> YOUR OBJECTIVE
Duplicate everything from the first line of the listing down to and including the line containing "POLYGON ((147 67, 119", keeping each character unchanged.

> INFORMATION GIVEN
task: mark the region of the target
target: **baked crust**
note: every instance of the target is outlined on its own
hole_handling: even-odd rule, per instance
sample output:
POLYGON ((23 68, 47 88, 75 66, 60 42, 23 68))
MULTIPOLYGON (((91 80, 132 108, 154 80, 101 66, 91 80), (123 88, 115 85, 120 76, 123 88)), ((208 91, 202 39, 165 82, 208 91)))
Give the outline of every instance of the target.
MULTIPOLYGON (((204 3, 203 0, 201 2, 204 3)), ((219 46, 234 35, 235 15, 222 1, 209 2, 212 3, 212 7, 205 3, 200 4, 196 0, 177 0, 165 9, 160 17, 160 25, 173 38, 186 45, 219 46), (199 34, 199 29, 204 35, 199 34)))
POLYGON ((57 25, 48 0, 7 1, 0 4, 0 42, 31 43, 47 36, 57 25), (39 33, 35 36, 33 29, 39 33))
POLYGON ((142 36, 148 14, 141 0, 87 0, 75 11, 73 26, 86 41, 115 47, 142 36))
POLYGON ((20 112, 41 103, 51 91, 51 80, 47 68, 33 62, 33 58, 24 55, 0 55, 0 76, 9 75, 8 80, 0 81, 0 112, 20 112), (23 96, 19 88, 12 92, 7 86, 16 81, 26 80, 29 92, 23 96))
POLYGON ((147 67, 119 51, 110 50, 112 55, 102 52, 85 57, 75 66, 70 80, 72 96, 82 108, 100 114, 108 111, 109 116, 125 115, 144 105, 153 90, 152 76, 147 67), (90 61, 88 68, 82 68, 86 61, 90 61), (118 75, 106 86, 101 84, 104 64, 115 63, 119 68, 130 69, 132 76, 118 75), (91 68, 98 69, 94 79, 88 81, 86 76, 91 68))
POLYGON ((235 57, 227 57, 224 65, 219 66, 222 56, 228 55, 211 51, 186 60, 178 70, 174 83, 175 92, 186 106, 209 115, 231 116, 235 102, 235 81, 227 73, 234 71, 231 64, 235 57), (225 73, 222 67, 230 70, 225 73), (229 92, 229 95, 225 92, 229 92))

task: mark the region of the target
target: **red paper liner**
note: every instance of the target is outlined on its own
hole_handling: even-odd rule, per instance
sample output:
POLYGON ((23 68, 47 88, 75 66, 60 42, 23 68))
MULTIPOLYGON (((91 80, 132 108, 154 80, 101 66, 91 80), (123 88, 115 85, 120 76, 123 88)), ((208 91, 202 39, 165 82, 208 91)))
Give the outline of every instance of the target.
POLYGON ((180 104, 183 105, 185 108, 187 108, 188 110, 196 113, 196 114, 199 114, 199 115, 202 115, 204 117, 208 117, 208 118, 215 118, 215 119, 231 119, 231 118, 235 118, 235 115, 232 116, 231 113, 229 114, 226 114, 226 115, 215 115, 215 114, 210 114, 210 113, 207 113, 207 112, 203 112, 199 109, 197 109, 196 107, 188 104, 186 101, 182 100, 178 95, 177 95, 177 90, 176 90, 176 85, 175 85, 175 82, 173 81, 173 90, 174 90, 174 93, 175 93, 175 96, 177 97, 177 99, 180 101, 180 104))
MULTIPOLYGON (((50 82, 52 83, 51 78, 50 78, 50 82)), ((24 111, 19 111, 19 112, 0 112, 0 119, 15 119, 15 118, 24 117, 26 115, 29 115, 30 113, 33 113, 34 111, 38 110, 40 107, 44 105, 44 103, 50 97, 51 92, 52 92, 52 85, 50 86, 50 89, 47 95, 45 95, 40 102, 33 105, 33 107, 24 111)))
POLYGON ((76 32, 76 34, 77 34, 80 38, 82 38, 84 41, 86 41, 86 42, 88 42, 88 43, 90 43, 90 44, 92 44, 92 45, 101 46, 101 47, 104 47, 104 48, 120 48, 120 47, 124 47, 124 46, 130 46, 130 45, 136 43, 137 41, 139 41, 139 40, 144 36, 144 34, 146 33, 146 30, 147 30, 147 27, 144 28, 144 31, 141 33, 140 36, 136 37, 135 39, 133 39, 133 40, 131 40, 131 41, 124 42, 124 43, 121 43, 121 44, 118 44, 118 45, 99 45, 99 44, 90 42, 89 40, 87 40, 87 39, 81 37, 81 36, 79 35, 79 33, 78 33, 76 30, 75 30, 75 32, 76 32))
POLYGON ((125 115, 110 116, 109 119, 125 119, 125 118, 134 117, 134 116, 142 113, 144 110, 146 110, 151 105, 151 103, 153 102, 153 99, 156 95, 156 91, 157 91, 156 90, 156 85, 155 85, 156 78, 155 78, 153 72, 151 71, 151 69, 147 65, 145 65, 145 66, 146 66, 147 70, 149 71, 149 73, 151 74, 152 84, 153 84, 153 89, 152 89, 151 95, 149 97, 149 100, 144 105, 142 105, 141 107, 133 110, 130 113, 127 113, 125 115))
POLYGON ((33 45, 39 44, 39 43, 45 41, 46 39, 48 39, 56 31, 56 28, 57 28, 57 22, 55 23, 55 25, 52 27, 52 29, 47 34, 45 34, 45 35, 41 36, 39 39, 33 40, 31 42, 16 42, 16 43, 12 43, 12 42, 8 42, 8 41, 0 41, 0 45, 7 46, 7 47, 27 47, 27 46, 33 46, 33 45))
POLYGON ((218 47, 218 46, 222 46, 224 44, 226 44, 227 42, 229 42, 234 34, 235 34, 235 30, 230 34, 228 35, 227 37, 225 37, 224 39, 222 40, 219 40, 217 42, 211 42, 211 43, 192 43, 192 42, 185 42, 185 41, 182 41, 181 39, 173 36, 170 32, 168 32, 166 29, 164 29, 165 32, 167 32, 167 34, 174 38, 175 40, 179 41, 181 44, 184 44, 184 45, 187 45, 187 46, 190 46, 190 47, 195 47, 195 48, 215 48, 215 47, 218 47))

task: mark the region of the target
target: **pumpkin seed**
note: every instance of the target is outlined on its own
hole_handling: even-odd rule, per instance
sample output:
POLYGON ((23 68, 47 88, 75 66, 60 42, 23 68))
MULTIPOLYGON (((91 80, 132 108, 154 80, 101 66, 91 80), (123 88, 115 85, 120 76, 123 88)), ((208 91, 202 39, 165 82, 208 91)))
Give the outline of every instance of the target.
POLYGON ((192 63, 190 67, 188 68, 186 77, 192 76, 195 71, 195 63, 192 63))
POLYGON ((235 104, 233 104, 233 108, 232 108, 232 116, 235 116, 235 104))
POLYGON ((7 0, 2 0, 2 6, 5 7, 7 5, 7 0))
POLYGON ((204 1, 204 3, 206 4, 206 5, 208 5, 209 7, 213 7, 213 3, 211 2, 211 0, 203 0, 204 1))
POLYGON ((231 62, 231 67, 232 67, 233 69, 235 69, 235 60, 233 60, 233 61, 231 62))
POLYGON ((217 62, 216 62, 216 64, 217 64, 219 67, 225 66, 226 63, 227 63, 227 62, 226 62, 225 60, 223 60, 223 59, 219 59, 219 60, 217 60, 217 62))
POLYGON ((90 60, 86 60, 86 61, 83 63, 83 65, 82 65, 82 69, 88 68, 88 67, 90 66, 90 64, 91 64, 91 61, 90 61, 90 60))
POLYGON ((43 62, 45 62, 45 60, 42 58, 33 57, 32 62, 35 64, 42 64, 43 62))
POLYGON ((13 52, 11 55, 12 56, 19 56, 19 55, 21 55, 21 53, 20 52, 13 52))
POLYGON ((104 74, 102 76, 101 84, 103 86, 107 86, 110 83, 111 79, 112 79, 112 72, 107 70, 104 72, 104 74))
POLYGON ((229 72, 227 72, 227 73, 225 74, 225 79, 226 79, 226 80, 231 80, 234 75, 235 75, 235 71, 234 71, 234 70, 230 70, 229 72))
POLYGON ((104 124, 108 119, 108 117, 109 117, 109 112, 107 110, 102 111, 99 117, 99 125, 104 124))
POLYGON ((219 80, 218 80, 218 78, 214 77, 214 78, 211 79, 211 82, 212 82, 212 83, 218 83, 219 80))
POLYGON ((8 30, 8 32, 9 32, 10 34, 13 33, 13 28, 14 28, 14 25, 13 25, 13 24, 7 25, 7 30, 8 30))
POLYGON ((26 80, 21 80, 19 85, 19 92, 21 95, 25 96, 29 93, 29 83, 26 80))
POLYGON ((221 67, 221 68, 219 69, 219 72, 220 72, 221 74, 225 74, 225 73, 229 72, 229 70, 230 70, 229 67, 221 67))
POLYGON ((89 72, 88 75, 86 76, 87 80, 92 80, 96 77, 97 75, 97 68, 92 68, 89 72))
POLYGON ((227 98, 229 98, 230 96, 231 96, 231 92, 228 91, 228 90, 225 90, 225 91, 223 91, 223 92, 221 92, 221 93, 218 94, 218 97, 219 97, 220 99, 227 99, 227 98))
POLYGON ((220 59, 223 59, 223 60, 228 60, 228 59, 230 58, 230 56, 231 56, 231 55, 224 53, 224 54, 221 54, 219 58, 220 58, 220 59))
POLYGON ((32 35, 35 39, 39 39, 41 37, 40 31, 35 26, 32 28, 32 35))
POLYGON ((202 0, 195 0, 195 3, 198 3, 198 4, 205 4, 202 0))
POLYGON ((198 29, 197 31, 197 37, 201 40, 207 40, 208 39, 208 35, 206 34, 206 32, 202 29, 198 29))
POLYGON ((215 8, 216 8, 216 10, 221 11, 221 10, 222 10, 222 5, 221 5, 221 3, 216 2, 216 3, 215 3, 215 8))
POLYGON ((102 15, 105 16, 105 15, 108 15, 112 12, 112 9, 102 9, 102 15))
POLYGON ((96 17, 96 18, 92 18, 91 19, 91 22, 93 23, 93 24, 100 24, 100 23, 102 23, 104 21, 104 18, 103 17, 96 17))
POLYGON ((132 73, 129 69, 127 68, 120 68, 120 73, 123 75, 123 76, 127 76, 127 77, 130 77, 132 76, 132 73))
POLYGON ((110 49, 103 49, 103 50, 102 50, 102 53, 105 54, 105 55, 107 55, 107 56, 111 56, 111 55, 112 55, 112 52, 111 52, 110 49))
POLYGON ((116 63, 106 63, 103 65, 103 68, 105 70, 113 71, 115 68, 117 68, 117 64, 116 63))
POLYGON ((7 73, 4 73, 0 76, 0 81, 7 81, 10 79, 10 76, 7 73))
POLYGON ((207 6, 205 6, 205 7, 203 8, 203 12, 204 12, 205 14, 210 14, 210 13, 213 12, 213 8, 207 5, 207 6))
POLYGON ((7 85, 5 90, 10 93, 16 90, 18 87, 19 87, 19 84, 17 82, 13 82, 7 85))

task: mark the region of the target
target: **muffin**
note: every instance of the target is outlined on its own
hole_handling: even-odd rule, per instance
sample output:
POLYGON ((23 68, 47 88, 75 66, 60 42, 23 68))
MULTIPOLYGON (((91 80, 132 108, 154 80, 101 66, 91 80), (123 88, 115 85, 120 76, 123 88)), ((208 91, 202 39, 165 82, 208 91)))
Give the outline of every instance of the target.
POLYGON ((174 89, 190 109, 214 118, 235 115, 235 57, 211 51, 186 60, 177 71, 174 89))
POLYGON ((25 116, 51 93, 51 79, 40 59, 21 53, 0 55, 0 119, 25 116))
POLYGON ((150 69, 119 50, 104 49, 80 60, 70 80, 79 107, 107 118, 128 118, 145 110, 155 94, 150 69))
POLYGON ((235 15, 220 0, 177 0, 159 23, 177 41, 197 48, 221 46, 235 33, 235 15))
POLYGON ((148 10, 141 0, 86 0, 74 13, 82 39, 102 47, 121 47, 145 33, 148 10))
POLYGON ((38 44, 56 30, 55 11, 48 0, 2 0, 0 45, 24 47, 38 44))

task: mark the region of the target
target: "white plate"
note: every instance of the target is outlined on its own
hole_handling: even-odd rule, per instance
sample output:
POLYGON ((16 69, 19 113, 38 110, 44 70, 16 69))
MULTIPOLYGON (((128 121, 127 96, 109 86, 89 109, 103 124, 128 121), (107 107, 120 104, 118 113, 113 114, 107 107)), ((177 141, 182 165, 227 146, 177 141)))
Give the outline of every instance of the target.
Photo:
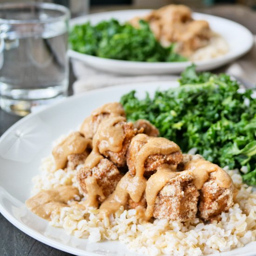
MULTIPOLYGON (((96 24, 112 18, 124 22, 136 16, 143 16, 150 10, 132 10, 107 12, 79 17, 71 20, 71 26, 90 21, 96 24)), ((253 44, 253 37, 244 27, 226 19, 209 14, 194 13, 195 20, 207 20, 212 30, 226 39, 229 51, 226 54, 212 60, 195 61, 198 70, 209 70, 227 64, 247 53, 253 44)), ((104 59, 81 54, 69 50, 70 57, 105 71, 126 74, 175 74, 182 72, 190 61, 181 62, 145 62, 104 59)))
MULTIPOLYGON (((0 211, 13 225, 47 244, 77 255, 129 256, 132 254, 116 241, 88 243, 86 239, 67 235, 62 229, 29 211, 25 202, 30 196, 31 179, 39 173, 41 159, 51 152, 52 141, 75 129, 93 109, 119 101, 121 95, 136 89, 143 96, 178 86, 176 82, 133 84, 92 91, 71 97, 56 105, 28 115, 10 128, 0 138, 0 211)), ((222 256, 255 255, 256 242, 222 256)), ((133 255, 135 255, 133 254, 133 255)))

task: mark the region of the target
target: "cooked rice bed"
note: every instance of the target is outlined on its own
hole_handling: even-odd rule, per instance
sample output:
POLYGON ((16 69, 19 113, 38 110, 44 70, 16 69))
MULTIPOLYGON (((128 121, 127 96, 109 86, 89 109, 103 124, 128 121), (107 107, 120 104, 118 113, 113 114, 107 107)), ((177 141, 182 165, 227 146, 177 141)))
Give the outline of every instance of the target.
MULTIPOLYGON (((77 170, 54 171, 53 159, 42 162, 41 173, 34 179, 34 192, 62 185, 75 184, 77 170)), ((243 184, 238 171, 228 171, 238 189, 236 203, 220 221, 204 224, 199 219, 182 223, 155 220, 143 223, 136 210, 121 208, 109 219, 101 220, 99 210, 79 209, 78 204, 61 209, 51 216, 50 224, 63 228, 89 243, 119 240, 132 251, 149 255, 201 255, 229 251, 256 240, 256 193, 243 184)))

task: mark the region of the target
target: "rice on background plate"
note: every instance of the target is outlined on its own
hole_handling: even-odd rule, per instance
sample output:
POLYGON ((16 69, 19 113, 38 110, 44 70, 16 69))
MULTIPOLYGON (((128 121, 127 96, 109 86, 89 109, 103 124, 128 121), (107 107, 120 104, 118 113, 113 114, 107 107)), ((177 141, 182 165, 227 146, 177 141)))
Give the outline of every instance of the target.
MULTIPOLYGON (((55 171, 53 157, 44 159, 40 174, 33 179, 33 193, 61 185, 78 187, 75 175, 81 167, 55 171)), ((243 184, 237 170, 225 170, 238 192, 235 204, 228 212, 222 213, 218 222, 204 223, 195 218, 185 222, 158 219, 143 222, 139 210, 122 207, 114 216, 102 220, 98 216, 99 210, 85 209, 82 198, 54 211, 49 223, 89 243, 119 240, 131 251, 145 255, 197 256, 241 247, 256 241, 256 191, 243 184)))

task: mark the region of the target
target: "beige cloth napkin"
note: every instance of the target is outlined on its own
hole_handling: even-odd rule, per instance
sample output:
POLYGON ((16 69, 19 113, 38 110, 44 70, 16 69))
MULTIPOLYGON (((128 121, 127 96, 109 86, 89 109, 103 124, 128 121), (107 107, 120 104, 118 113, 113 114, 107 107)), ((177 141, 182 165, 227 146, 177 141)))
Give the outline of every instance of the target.
MULTIPOLYGON (((239 78, 246 87, 256 84, 256 35, 255 43, 249 53, 238 60, 216 70, 226 72, 239 78)), ((140 82, 176 81, 172 75, 123 76, 92 68, 80 61, 72 60, 73 70, 77 80, 74 83, 74 94, 114 85, 140 82)))

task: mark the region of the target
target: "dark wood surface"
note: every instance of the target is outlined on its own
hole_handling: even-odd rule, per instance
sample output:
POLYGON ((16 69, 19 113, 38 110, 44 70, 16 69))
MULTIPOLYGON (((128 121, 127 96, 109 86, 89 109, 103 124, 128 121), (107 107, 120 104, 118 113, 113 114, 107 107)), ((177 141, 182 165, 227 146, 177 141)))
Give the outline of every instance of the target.
MULTIPOLYGON (((256 14, 241 7, 223 7, 204 10, 205 12, 237 21, 256 34, 256 14)), ((74 80, 72 69, 70 84, 74 80)), ((72 94, 69 88, 69 95, 72 94)), ((0 109, 0 135, 20 117, 4 112, 0 109)), ((0 256, 67 256, 71 254, 55 249, 30 237, 18 229, 0 214, 0 256)))

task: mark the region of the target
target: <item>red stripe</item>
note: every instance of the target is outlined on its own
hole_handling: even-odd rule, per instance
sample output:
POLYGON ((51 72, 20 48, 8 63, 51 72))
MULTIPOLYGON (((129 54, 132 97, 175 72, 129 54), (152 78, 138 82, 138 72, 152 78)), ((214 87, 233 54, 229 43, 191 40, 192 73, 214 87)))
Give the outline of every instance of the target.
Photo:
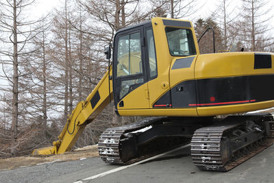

> EXPECTED ANSWER
task: mark the region of the target
target: **baked crust**
note: every instance of the target is outlined on its own
hole_handling: even-odd rule, per instance
sample output:
POLYGON ((23 68, 47 88, 75 66, 60 42, 23 68))
MULTIPOLYGON (((91 80, 132 108, 154 80, 101 66, 91 80), (123 88, 115 85, 120 76, 123 88)), ((208 91, 202 39, 165 82, 208 91)))
Give the outline of every instance of the target.
MULTIPOLYGON (((204 3, 203 0, 201 2, 204 3)), ((219 46, 234 35, 235 15, 222 1, 209 2, 212 3, 212 7, 205 3, 200 4, 196 0, 177 0, 165 9, 160 17, 160 25, 173 38, 186 45, 219 46), (199 34, 199 29, 204 35, 199 34)))
POLYGON ((57 25, 48 0, 7 1, 0 4, 0 42, 31 43, 47 36, 57 25), (39 33, 35 36, 33 29, 39 33))
POLYGON ((142 36, 148 14, 141 0, 87 0, 75 11, 73 26, 86 41, 115 47, 142 36))
POLYGON ((20 112, 41 103, 51 91, 51 80, 47 68, 33 62, 33 58, 24 55, 0 55, 0 76, 9 75, 8 80, 0 81, 0 112, 20 112), (23 96, 19 88, 12 92, 7 86, 16 81, 26 80, 29 92, 23 96))
POLYGON ((147 67, 119 51, 110 50, 112 55, 102 52, 85 57, 75 66, 70 80, 72 96, 82 108, 100 114, 108 111, 109 116, 125 115, 144 105, 153 90, 152 76, 147 67), (90 61, 88 68, 82 68, 86 61, 90 61), (118 75, 106 86, 101 84, 104 64, 115 63, 119 68, 130 69, 132 76, 118 75), (91 68, 98 69, 94 79, 88 81, 86 76, 91 68))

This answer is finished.